Description of the task: Where in the data does the word "area" appear? Find those lines and copy them.

Material provided:
- Opening Delimiter -

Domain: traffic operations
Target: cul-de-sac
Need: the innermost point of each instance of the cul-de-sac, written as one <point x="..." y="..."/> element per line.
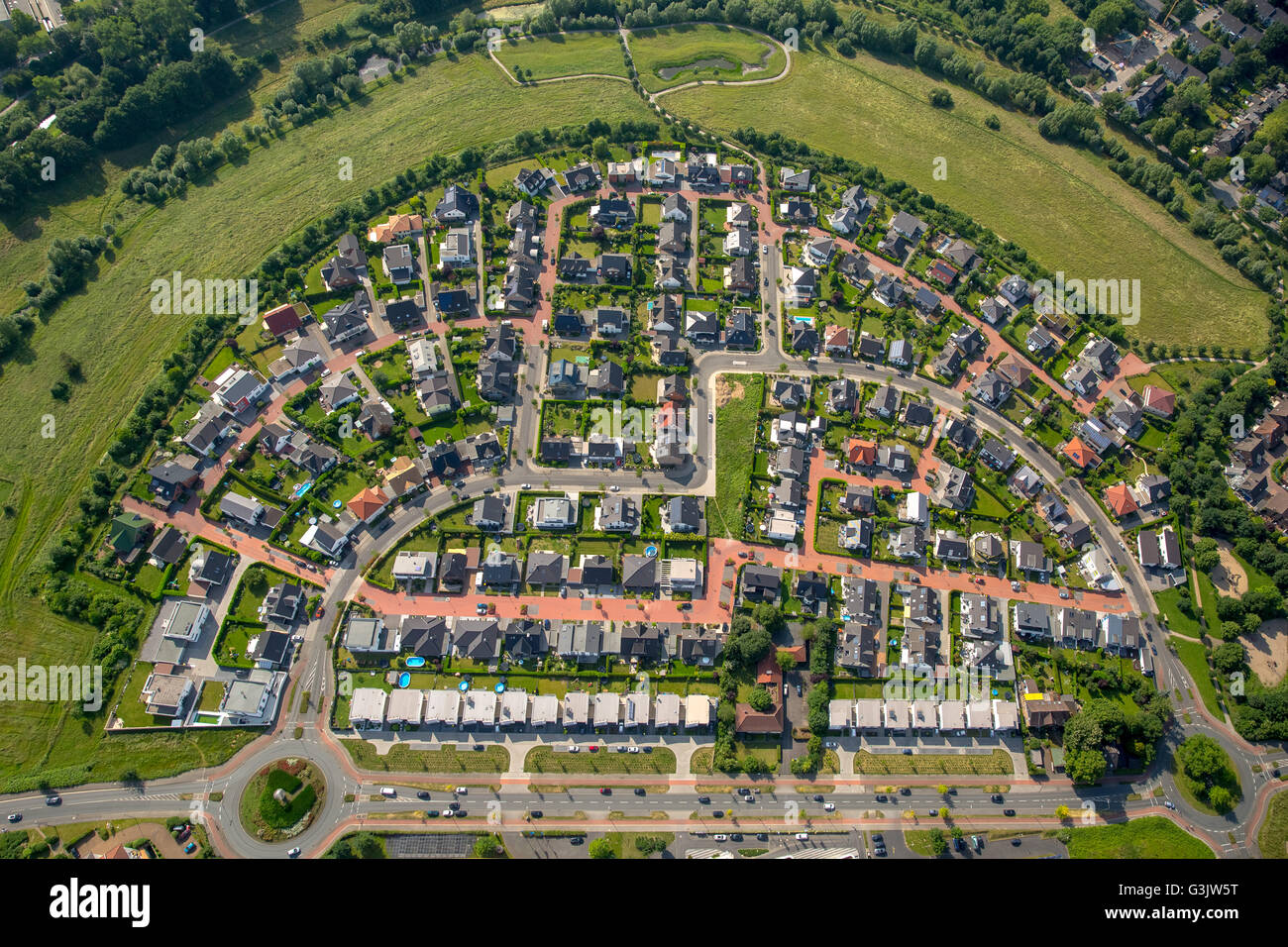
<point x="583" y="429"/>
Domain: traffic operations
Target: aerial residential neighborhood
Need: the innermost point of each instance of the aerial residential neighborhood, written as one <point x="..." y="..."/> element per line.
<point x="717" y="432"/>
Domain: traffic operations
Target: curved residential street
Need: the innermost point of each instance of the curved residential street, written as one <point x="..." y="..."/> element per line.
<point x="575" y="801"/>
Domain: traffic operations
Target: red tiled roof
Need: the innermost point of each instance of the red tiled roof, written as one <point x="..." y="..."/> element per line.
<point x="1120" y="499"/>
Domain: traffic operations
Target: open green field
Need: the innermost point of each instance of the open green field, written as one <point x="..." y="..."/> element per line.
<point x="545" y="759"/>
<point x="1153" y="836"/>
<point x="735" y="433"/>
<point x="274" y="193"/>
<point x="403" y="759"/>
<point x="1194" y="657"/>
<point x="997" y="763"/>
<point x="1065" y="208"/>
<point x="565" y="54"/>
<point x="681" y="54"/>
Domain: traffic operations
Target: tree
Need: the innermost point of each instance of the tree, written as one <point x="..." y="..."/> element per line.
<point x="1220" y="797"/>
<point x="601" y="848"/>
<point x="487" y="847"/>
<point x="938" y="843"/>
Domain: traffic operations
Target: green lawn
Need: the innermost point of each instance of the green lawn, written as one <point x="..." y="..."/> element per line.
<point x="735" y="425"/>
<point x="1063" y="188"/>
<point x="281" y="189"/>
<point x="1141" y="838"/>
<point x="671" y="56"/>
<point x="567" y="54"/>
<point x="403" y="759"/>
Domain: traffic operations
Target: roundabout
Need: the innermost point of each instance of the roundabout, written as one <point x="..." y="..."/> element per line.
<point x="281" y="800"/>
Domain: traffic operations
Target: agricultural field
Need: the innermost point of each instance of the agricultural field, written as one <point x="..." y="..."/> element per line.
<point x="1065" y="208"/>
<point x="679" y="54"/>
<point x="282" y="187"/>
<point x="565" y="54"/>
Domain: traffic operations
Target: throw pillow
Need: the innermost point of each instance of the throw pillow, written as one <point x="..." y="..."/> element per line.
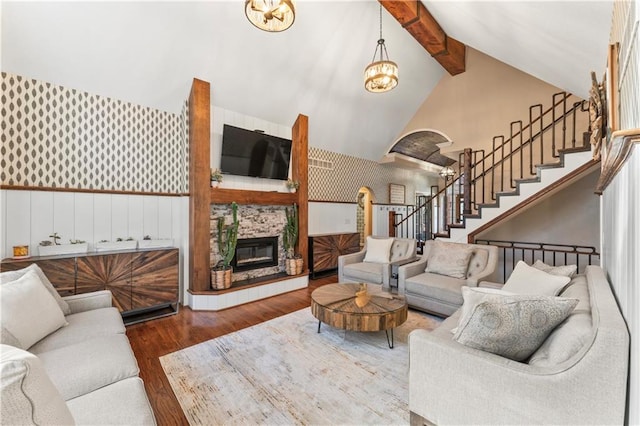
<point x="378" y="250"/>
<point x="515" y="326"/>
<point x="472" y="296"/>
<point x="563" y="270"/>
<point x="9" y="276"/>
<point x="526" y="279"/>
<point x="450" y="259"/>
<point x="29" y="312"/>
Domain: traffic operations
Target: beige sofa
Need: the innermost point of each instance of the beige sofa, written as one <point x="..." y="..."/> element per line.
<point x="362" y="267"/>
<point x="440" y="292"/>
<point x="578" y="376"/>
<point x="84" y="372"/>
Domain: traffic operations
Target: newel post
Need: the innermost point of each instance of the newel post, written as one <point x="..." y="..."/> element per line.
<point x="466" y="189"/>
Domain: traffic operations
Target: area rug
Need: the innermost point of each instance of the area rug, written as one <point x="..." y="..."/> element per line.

- Closing Delimiter -

Task response:
Target: area rug
Need: the innermost point of each instance of the area rug, written as one <point x="..." y="..."/> element per line.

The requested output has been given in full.